■ Schriftliche Aufgabe a ■
Mach aus allen Zeilen der Datensätze eine nummerierte Liste und lass dabei die Leerzeilen weg. Die Bilder gehören nicht in die Antwort.

■ Seite ■
------------------------------------------------------------------------

Beide Hände auf die Brüstung wage ich den Blick auf das unter mir liegende Häusermeer. Ich habe es geschafft, die Martin-Luther-Kirche bestiegen. Die Aussicht ist Lohn genug für die überstandenen Strapazen. Zuerst der Blick nach Norden, Richtung Heide, klar ist die Kamenzer Straße zu erkennen, die vielen neuen Dächer und einige wenige mit Löchern, doch die sind auf der Talstraße. Dahinter der Wald und weiter östlich die Elbe, mit ihren Schlössern an der Bautzner Straße. Dem Blick folgend, wechsle ich die Seiten und kann jetzt auch schon nach Süden sehen: die grauen Blocks der Johannstadt. Und zu meinen Füßen das Gelände des zukünftigen Hundertwasser-Hauses.
Weiter geht es, auf zur Süd-Seite. Der Blick schweift über Elbe, Brühlsche Terrasse, bis hin zum größten Baugerüst der Stadt an der Frauenkirche. Von unten lärmen die Autos auf der Bautzner Straße. Dort fällt mir eine riesige Freifläche ins Auge. Hinter dem Autohändler liegt das Land brach, als hätten sämtliche Immobilienhaie absichtlich weggesehen. Doch wer weiß schon, wem das Grundstück gehört. Mit den schönen großen Bäumen könnte ich mir dort einen herrlichen Park vorstellen.

------------------------------------------------------------------------

■ Verfügbare Daten ■
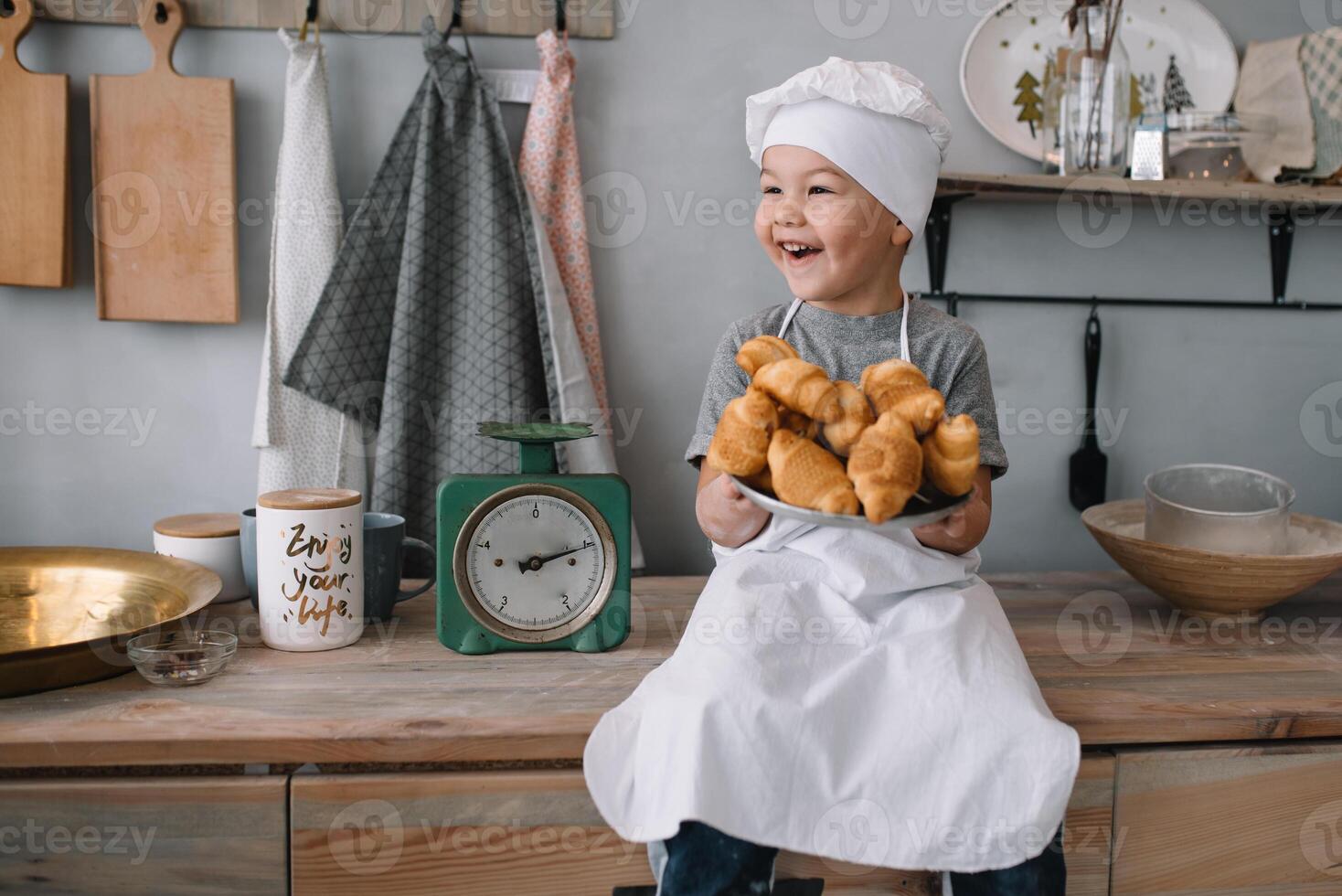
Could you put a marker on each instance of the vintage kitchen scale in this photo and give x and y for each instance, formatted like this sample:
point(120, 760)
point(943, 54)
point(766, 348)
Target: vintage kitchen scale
point(533, 560)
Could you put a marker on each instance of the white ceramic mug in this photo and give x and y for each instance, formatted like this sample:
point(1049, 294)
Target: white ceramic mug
point(310, 568)
point(209, 539)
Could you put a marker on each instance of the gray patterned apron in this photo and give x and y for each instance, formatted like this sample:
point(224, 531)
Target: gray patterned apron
point(433, 315)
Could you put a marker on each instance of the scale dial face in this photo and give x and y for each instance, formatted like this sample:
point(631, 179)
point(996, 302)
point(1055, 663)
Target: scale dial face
point(534, 562)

------------------------------------------------------------------------

■ Schriftliche Aufgabe b ■
Beantworte diese Fragen zur Seite:
(i) Welche Kirche wurde bestiegen?
(ii) Wo steht das größte Baugerüst der Stadt?
(iii) Was könnte man sich auf der Freifläche mit den großen Bäumen vorstellen?

■ Vollständige Antwort a ■
1. Could you put a marker on each instance of the vintage kitchen scale in this photo and give x and y for each instance, formatted like this sample:
2. point(120, 760)
3. point(943, 54)
4. point(766, 348)
5. Target: vintage kitchen scale
6. point(533, 560)
7. Could you put a marker on each instance of the white ceramic mug in this photo and give x and y for each instance, formatted like this sample:
8. point(1049, 294)
9. Target: white ceramic mug
10. point(310, 568)
11. point(209, 539)
12. Could you put a marker on each instance of the gray patterned apron in this photo and give x and y for each instance, formatted like this sample:
13. point(224, 531)
14. Target: gray patterned apron
15. point(433, 315)
16. Could you put a marker on each instance of the scale dial face in this photo and give x and y for each instance, formatted like this sample:
17. point(631, 179)
18. point(996, 302)
19. point(1055, 663)
20. Target: scale dial face
21. point(534, 562)

■ Vollständige Antwort b ■
(i) Die Martin-Luther-Kirche.
(ii) An der Frauenkirche.
(iii) Einen herrlichen Park.